Short problem a: Count the lines in the records that contain the string "bridge", matching case exactly, and give only the number.
++++ Excerpt to read ++++
A few days ago, a blog network named 451 Press took off the gloves and named itself the largest blog network in the world based on its sheer size of >300 blogs supposedly being updated daily. They’ve now surpassed b5media in terms of numbers, and I can only guess that the move was deliberate and that the number of blogs they publish means a great deal to them. Numbers are power. Numbers are something you can pull out of your pocket in a number fight and use against your opponent, because numbers never lie… sorta.
If I were running a publishing company with a traditional blog network model (pay writers to write for you, you own the sites and reap the ad revenue, rinse and repeat) I’m not so sure I’d be excited to brand my company the world’s largest blog network based on size. There’s nothing inherently wrong with having a large cache of sites at your disposal, but isn’t it easy to add more sites? The marginal cost of adding another blog is very low because you find a writer and pay them to start writing. You drop them into your default template with some colors switched out and away they go. You are now PREVIOUS_SIZE++.
But what about quality?
I’d say that the marginal cost of increasing the quality or popularity of your single blog is far higher than the marginal cost if increasing your network’s quantity. Like in the previous paragraph, increasing your quantity involves a particular routine — one that blog networks normally have down pat — but what about increasing quality? How does that happen? It’s not as easy as finding your next writer on the street and waiving some money in their face, quality takes both time and effort, two things that do not come quickly. Starting Blog #127 and going from 0 RSS subscribers to 100 RSS subscribers has an effort level of X and a timeline of Y. Moving Blog #127 out of the beginning stages and going from 100 RSS subscribers to 1000 RSS subscribers has an effort level of at least 5X and a timeline of at least 5Y. Starting and getting something going is not complicated, but continuing the upward trend and moving it higher is hard. Maybe that’s why it took 451 Press 300 blogs to make it to 10 million visitors per month because of this same pseudo-scientific formula from up above.
++++ Data to use ++++
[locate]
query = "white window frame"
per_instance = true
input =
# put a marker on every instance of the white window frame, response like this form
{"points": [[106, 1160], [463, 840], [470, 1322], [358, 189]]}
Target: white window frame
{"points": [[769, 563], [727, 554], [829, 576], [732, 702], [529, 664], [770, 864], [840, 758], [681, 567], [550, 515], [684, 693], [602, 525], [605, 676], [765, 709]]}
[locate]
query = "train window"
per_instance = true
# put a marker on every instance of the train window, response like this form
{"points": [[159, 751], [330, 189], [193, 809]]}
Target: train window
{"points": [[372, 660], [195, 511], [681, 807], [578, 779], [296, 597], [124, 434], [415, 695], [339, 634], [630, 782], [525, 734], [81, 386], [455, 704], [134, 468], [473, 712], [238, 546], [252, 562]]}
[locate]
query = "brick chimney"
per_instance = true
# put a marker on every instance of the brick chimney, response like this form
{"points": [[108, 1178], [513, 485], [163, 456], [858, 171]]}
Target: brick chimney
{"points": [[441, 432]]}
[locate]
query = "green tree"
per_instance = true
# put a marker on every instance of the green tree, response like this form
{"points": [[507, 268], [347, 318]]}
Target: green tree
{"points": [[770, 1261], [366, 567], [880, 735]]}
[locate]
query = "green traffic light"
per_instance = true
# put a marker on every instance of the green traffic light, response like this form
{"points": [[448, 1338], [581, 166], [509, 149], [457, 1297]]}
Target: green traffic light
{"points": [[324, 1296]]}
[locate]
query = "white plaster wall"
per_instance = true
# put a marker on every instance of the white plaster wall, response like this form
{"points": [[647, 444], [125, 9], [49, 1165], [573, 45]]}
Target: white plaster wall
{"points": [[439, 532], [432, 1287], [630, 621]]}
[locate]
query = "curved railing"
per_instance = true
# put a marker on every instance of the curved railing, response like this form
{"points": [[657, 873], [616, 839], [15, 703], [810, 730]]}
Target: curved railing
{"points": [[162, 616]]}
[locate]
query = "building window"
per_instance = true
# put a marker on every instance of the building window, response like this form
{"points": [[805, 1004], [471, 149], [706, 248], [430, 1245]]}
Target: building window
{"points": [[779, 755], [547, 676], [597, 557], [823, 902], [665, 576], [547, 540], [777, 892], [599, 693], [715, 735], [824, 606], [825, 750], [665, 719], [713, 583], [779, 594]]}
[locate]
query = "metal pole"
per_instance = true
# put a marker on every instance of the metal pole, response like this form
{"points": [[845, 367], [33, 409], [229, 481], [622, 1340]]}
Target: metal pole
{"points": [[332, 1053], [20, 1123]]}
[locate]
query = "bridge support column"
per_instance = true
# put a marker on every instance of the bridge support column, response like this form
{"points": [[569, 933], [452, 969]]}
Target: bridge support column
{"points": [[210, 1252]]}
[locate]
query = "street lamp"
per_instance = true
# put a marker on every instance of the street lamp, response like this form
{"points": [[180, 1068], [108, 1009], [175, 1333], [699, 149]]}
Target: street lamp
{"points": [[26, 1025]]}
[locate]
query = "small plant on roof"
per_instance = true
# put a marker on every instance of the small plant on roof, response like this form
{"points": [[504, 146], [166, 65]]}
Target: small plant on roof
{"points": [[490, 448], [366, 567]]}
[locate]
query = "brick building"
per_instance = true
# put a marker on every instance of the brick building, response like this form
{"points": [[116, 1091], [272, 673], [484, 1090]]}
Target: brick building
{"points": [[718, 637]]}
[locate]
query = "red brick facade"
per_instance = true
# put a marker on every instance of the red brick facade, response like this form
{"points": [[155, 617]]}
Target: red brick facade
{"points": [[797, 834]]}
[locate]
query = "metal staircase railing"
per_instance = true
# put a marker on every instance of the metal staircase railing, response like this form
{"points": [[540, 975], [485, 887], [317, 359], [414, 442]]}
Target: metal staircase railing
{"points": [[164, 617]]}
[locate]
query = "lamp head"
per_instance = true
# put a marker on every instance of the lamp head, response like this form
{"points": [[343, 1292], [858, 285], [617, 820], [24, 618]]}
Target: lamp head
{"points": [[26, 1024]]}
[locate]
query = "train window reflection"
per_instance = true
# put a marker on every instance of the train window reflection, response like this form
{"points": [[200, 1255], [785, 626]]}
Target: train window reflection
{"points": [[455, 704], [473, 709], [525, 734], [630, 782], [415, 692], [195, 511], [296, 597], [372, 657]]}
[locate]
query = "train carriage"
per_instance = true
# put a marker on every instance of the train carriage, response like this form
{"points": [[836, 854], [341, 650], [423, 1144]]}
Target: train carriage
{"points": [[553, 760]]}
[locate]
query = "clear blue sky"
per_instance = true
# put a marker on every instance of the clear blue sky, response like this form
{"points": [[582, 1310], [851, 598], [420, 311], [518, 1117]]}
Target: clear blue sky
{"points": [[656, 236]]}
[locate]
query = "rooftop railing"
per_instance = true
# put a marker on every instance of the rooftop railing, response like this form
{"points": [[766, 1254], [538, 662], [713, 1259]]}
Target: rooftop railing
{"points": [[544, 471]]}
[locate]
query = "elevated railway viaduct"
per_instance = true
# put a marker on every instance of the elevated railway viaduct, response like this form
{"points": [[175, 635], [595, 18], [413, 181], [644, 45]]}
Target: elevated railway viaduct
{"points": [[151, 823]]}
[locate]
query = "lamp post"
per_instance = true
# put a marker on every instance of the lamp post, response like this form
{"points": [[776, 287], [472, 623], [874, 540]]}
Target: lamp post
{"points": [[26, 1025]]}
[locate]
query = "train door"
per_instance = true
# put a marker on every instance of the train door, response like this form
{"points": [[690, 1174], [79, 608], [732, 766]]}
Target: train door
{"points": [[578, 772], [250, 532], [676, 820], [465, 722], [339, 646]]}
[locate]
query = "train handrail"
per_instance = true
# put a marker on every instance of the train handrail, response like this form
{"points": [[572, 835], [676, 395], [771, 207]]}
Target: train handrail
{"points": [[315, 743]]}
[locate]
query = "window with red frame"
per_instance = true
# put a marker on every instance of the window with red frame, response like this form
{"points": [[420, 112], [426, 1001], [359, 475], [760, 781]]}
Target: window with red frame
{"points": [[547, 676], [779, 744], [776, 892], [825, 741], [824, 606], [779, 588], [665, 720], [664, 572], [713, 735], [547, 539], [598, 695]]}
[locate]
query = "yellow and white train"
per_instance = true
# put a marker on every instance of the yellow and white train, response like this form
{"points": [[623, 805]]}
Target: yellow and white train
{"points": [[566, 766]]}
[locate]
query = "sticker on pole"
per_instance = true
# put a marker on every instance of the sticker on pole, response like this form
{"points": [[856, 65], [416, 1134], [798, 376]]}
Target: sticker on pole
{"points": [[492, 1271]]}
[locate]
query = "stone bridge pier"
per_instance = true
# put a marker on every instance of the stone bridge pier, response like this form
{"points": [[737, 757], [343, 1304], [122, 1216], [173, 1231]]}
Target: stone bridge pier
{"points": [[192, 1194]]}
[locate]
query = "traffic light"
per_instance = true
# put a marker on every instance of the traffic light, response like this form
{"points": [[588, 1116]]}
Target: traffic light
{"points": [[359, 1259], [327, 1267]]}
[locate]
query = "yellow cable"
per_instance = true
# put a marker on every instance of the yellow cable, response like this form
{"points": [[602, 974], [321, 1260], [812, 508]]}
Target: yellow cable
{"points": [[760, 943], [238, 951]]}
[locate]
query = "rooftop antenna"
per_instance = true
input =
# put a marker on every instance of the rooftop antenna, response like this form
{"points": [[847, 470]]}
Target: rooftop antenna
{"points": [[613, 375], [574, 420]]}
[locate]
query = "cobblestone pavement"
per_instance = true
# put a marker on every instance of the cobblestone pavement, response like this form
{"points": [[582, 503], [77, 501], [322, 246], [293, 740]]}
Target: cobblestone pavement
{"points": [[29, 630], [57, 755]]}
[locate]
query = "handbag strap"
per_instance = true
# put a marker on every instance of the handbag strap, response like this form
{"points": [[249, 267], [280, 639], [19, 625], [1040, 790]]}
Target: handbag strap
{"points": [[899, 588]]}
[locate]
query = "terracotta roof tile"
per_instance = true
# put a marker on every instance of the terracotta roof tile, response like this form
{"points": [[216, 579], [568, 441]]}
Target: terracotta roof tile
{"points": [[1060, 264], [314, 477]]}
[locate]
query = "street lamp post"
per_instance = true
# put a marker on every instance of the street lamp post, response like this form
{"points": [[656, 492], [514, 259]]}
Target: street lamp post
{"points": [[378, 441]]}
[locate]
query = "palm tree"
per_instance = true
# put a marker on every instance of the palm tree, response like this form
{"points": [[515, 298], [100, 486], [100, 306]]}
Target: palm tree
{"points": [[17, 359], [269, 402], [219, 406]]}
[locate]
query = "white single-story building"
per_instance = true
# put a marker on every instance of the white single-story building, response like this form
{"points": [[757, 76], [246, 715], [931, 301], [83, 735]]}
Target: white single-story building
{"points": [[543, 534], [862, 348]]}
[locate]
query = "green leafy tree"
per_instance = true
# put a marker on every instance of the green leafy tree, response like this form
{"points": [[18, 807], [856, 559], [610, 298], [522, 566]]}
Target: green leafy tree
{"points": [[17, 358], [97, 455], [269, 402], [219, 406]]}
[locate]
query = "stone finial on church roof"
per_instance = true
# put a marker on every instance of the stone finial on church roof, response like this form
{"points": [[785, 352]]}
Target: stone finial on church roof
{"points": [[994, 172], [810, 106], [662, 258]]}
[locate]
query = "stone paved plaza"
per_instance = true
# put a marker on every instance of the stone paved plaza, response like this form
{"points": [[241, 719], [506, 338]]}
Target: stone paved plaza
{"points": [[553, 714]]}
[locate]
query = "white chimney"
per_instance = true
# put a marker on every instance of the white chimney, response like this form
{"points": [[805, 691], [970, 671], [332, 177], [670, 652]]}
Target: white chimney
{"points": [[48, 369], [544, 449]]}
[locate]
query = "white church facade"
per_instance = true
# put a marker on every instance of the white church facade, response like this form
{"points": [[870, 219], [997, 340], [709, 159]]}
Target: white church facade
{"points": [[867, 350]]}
++++
Short problem b: List each distinct number of RSS subscribers mentioned in the blog network post.

Exercise solution a: 6

Exercise solution b:
0
100
1000